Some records
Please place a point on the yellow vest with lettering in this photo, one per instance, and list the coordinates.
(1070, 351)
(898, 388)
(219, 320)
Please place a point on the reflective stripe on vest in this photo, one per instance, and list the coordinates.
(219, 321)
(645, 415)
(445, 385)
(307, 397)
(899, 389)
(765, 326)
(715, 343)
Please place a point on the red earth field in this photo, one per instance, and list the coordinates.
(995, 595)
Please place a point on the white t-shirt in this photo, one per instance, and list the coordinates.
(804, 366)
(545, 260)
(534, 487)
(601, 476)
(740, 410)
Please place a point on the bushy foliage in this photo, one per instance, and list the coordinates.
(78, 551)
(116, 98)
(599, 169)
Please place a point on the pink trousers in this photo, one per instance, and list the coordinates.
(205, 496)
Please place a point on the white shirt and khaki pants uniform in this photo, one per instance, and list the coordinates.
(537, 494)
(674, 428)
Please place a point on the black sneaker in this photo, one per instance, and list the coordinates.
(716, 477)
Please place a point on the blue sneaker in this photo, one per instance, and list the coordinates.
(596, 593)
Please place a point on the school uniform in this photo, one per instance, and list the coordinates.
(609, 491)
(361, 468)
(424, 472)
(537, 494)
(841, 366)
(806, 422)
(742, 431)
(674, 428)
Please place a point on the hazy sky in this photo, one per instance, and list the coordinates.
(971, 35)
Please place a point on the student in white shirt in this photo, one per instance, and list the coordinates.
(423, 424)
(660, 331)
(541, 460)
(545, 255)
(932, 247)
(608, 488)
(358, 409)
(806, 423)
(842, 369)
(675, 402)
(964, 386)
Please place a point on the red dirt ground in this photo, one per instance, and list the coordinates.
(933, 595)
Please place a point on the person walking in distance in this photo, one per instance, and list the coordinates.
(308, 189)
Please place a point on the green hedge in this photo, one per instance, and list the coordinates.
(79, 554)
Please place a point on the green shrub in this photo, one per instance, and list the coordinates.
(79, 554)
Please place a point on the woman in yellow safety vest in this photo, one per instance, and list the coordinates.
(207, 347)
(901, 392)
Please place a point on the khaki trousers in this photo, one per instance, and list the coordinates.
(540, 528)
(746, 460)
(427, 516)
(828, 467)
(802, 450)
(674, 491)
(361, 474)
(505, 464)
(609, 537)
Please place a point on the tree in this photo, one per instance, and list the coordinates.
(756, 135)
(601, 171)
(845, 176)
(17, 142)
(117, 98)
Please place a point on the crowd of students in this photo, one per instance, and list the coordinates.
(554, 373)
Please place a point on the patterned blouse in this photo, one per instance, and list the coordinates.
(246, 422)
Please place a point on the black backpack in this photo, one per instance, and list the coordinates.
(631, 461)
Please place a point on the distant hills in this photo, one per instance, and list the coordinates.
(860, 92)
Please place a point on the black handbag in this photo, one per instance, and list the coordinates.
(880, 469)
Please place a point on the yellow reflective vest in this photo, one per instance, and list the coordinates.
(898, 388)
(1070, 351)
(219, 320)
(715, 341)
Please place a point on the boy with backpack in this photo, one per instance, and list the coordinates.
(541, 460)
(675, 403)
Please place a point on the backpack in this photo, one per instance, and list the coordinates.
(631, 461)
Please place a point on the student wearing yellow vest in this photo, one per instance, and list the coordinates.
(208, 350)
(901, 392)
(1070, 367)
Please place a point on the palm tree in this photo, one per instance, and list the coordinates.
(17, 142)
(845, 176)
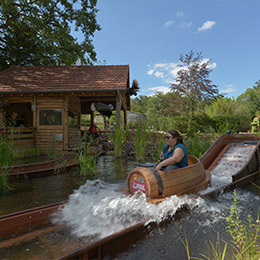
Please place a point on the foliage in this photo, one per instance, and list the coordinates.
(119, 136)
(141, 140)
(228, 111)
(245, 235)
(6, 160)
(28, 152)
(52, 149)
(157, 148)
(251, 99)
(245, 238)
(139, 104)
(197, 145)
(39, 32)
(86, 159)
(193, 81)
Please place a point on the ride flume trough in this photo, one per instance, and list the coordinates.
(16, 228)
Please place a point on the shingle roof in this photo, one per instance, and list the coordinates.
(64, 78)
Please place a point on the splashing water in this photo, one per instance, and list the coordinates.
(98, 209)
(233, 160)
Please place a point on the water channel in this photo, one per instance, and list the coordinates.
(97, 208)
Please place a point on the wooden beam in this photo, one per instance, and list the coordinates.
(66, 123)
(118, 108)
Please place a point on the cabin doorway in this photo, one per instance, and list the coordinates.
(18, 115)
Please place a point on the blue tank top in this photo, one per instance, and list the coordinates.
(167, 154)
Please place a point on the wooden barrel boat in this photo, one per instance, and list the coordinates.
(157, 185)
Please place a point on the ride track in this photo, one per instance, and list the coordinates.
(28, 225)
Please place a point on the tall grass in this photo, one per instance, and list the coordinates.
(119, 136)
(245, 243)
(86, 159)
(197, 146)
(6, 160)
(141, 140)
(245, 235)
(52, 149)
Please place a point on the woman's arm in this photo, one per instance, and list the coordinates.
(175, 158)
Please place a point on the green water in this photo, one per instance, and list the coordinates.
(56, 188)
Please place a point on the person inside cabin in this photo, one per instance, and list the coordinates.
(94, 131)
(174, 154)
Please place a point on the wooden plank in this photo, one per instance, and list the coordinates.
(213, 164)
(66, 123)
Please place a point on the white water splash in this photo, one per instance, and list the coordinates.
(98, 209)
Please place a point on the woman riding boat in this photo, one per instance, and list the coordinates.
(174, 154)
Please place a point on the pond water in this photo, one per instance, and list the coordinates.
(97, 208)
(56, 188)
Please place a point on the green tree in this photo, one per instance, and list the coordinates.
(38, 32)
(251, 99)
(193, 83)
(139, 104)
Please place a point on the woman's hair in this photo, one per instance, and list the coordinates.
(174, 133)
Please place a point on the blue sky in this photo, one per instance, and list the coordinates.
(150, 36)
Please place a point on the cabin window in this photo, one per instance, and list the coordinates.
(73, 119)
(50, 117)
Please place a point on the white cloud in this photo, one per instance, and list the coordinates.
(185, 24)
(150, 72)
(168, 24)
(228, 89)
(180, 14)
(163, 89)
(210, 65)
(167, 72)
(206, 26)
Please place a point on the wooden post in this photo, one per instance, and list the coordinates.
(92, 118)
(66, 123)
(118, 108)
(35, 118)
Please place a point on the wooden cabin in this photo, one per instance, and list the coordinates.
(45, 102)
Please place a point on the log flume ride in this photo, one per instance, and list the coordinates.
(19, 227)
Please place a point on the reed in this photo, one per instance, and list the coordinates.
(6, 160)
(196, 145)
(141, 141)
(86, 159)
(245, 238)
(119, 137)
(245, 235)
(52, 149)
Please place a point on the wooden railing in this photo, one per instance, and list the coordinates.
(23, 137)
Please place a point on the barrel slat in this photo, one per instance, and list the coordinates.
(174, 182)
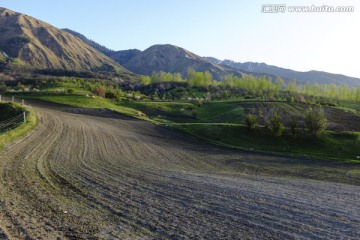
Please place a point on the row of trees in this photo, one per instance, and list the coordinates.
(260, 84)
(313, 120)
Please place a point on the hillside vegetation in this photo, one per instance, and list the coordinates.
(33, 44)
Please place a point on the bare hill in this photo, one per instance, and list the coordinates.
(34, 44)
(169, 58)
(301, 77)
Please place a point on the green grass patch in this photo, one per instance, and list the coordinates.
(331, 145)
(23, 129)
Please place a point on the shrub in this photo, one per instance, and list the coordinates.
(277, 128)
(315, 121)
(251, 121)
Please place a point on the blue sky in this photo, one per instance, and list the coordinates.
(225, 29)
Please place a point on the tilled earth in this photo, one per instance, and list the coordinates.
(92, 174)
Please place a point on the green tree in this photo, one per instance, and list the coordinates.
(277, 128)
(251, 121)
(315, 121)
(146, 80)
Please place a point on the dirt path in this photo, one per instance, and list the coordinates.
(91, 174)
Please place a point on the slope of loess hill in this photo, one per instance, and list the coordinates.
(37, 45)
(169, 58)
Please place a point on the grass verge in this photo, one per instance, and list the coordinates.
(20, 131)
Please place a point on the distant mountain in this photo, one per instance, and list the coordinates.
(33, 44)
(122, 57)
(301, 77)
(169, 58)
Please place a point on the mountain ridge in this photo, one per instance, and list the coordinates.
(312, 76)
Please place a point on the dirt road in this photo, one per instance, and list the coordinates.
(92, 174)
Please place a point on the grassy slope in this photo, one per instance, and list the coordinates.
(222, 123)
(22, 129)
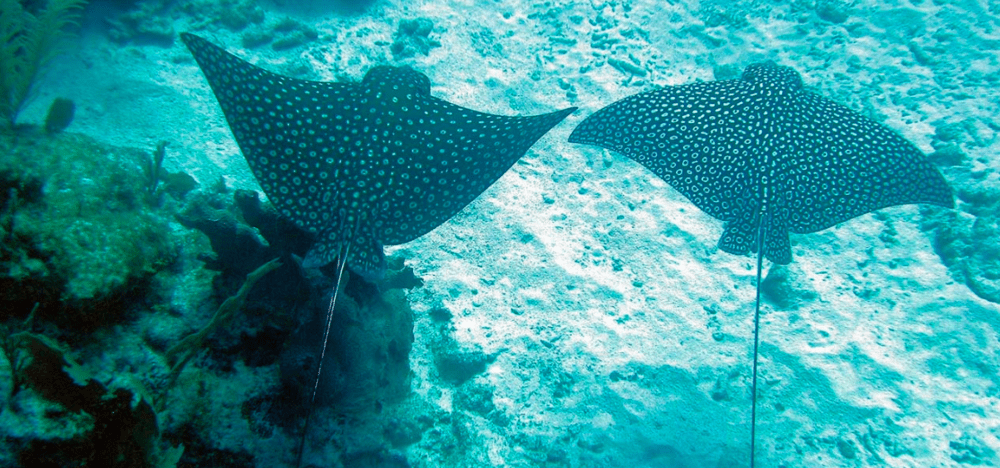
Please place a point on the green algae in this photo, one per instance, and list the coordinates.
(87, 235)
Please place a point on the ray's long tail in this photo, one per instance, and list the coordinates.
(756, 343)
(322, 355)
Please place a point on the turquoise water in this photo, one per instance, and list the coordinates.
(513, 295)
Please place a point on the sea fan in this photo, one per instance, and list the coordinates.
(27, 43)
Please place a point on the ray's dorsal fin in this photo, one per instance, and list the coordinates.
(361, 165)
(767, 157)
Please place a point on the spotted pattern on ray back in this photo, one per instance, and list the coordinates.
(762, 149)
(362, 165)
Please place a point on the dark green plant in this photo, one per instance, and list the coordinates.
(28, 43)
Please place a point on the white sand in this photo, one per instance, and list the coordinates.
(892, 363)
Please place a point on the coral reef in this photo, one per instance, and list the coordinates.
(28, 42)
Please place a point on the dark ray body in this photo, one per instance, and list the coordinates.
(767, 157)
(361, 165)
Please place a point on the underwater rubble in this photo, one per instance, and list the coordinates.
(170, 323)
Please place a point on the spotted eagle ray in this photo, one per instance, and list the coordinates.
(361, 165)
(767, 157)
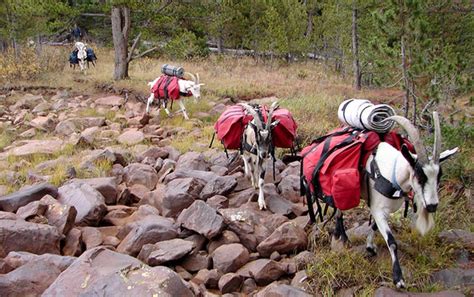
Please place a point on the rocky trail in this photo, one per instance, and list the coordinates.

▶ [Exercise objective]:
Beginning with the line with "Please place a point on the grass verge", repeat the entries above exactly, up to and including the last line, leaving out pictures.

▶ [Solution to the exercise]:
Please place a point on the grass verge in this photo, one per instance, and list the coordinates.
(20, 131)
Please place a point on the distant mountain in this photo, one per instance, and list the coordinates.
(33, 44)
(122, 57)
(301, 77)
(169, 58)
Please place a point on the mountain ridge in this photo, one per instance, and list the coordinates.
(312, 76)
Please place a point on the dirt road in this photo, one per instance, and list the coordinates.
(92, 174)
Please place a point on the grassy slope in this photo, one per instance, and list the coordinates.
(222, 123)
(22, 129)
Please place a point on the green algae in this photo, one per instance, and list the coordinates.
(87, 235)
Please place a point on the ray's long tail in this photo, one per instance, and list the coordinates.
(756, 343)
(322, 355)
Please place a point on the turquoise water in this photo, one per instance, and list the coordinates.
(513, 295)
Please place a point on the sea fan in this photo, one per instance, and list the coordinates.
(27, 43)
Please place a point on the ray's dorsal fin in this photo, one per instance, and list the coordinates.
(361, 165)
(767, 157)
Please place a point on the spotted pattern on ray back in this photo, one per instance, and list the coordinates.
(762, 149)
(362, 165)
Please place a point on the dark green plant in this photo, one per instance, and list the coordinates.
(28, 43)
Please place a point on the white sand in this photo, one per instance, and list the coordinates.
(892, 363)
Please place a point on the coral reef in this photo, one per instance, and list the coordinates.
(28, 42)
Please place a point on the dark ray body in this photo, one per instance, and list the coordinates.
(767, 157)
(361, 165)
Please place a point on the underwater rubble in this photo, one per instance, and list the coordinates.
(170, 323)
Please place a point on the spotted eagle ray in this photo, one per instance, and list the coordinates.
(361, 165)
(767, 157)
Please place a point on the rocky trail in this photo, one per instance, and list the coordinates.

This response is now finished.